WHAT YOU NEED TO DO ->
1 > Using the passage on the AVAX and TECNIMONT annulment case, say whether each statement agrees with it: (a) The Arbitral Tribunal issued its partial award on December 10, 2007. (b) The secretary-general of the ICC nominated the chairman of the Arbitral Tribunal. (c) TECNIMONT is a Greek company. Answer yes or no for each and quote the words that decide it.
2 > List every place name, whether a city or a country, that appears in the passage on the AVAX and TECNIMONT annulment case.
3 > Continue the passage on the AVAX and TECNIMONT annulment case from the point where it stops.

SOURCE ->

>>>>>

On February 12, 2009, the Paris Court of Appeals rendered an important decision concerning the requirements of independence and impartiality of arbitrators in an arbitration seated in France. The court emphasized the arbitrators’ duty to disclose any fact or circumstance that may affect their independence and impartiality continued throughout the arbitration proceedings.


The case stemmed out of a request for the annulment of a partial International Chamber of Commerce (ICC) arbitral award brought by the Greek company J&P AVAX SA (AVAX) against the Italian company SOCIETE TECNIMONT SPA. (TECNIMONT).

TECNIMONT had concluded a subcontracting agreement with AVAX for the construction of a propylene factory located in Greece. A dispute arose between the parties and TECNIMONT instituted ICC arbitral proceedings in Paris pursuant to an arbitral clause in the subcontract agreement. Each party nominated an arbitrator and the chairman of the Arbitral Tribunal was nominated by the party-appointed arbitrators. The secretary-general of the ICC confirmed the nomination of these arbitrators.

A partial award was subsequently rendered by the Arbitral Tribunal on December 10, 2007.

AVAX’s Arguments

AVAX brought annulment proceedings in France against this partial award claiming breach of Article 1502 2° of the French Code of Civil Procedure, which provides that annulment of an arbitral award may be requested if the arbitral tribunal had been improperly composed. In particular, AVAX asserted that the chairman of the Arbitral Tribunal, a well-known arbitrator from a large international law firm, failed to fulfill his obligation to reveal circumstances that could affect his independence due to the nature of the links existing between his law firm and TECNIMONT.

<<<<<

DATASET EXCERPTS ->

>>>>>

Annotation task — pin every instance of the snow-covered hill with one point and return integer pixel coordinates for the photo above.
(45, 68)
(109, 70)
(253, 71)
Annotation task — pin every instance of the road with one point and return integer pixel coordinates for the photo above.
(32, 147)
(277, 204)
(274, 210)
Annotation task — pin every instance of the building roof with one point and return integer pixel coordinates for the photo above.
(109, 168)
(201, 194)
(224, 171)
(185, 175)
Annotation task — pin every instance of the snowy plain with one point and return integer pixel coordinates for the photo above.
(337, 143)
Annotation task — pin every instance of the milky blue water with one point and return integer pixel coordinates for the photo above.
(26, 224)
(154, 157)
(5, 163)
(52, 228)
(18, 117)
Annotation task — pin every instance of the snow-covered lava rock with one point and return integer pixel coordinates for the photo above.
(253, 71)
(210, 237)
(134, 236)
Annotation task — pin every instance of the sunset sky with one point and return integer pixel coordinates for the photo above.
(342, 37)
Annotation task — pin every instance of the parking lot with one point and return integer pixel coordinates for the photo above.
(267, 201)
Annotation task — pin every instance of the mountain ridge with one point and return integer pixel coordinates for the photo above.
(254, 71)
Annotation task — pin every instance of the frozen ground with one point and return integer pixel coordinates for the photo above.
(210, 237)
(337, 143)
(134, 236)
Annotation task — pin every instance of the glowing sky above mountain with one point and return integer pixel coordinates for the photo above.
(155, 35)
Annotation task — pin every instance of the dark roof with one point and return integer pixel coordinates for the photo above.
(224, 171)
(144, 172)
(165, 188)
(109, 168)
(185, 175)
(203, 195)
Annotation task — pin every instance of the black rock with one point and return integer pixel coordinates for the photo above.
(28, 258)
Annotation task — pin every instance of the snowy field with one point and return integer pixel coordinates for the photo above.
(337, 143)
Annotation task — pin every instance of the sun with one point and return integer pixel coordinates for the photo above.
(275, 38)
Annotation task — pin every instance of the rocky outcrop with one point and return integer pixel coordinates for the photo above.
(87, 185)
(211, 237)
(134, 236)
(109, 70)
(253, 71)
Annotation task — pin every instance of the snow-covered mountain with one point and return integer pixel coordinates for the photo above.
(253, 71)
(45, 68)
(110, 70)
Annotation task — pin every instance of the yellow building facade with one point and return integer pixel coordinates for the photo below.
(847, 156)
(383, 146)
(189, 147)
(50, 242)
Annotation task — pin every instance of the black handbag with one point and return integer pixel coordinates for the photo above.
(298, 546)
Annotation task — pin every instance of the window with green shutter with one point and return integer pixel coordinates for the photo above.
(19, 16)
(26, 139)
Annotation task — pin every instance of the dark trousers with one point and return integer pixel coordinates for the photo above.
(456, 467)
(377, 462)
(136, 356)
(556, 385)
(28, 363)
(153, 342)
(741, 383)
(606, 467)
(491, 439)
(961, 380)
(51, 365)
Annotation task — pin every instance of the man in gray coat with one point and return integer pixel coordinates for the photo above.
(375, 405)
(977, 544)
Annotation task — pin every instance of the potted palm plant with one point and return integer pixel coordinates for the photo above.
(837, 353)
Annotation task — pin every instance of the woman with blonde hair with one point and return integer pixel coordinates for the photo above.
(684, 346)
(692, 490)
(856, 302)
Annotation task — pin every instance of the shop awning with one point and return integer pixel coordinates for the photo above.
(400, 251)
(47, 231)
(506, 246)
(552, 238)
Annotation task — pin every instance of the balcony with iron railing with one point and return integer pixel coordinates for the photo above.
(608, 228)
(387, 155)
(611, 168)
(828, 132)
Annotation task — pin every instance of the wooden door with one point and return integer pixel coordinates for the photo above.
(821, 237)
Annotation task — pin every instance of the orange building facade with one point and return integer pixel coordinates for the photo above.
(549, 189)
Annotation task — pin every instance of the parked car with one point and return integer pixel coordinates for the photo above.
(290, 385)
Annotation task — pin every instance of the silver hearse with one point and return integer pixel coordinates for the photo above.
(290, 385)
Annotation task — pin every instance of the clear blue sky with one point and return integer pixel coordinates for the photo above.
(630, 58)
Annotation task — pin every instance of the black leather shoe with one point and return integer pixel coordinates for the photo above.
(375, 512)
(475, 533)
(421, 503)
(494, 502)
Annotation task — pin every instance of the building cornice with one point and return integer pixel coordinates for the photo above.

<<<<<

ANSWERS IN ORDER ->
1 >
(a) Yes: "A partial award was subsequently rendered by the Arbitral Tribunal on December 10, 2007."
(b) No: "the chairman of the Arbitral Tribunal was nominated by the party-appointed arbitrators."
(c) No: "the Italian company SOCIETE TECNIMONT SPA."

2 > Paris, France, Greece

3 >
AVAX indicated that in his declaration of independence of October 30, 2002, the chairman of the Arbitral Tribunal was required to reveal any associations existing between his law firm and TECNIMONT, including TECNIMONT’s parent company and subsidiaries. AVAX argued that the chairman had failed to disclose that his law firm advised TECNIMONT’s parent company, EDISON, throughout 2002 and kept it as a client until 2005. Thus, when the arbitrator was appointed chairman of the Arbitral Tribunal, TECNIMONT’s parent company was still a client of his law firm.

Moreover, the Paris office of the chairman’s law firm, where he practiced, had represented SOFREGAZ, a 100 percent subsidiary of TECNIMONT, since February 2004 in a dispute before French courts and had advised SOFREGAZ on a tax matter. Finally, from July 2005 to April 2007, the chairman’s law firm advised TECNIMONT, as well as a consortium composed of SOFREGAZ and TECNIMONT, on a project in China, and also advised EDF, another French company, which became the parent company of TECNIMONT, in May 2005.

AVAX argued that the chairman had failed to comply with his duty of independence because of these numerous associations over the course of the arbitration between his law firm and TECNIMONT, TECNIMONT’s parent companies, and TECNIMONT’s wholly owned subsidiary.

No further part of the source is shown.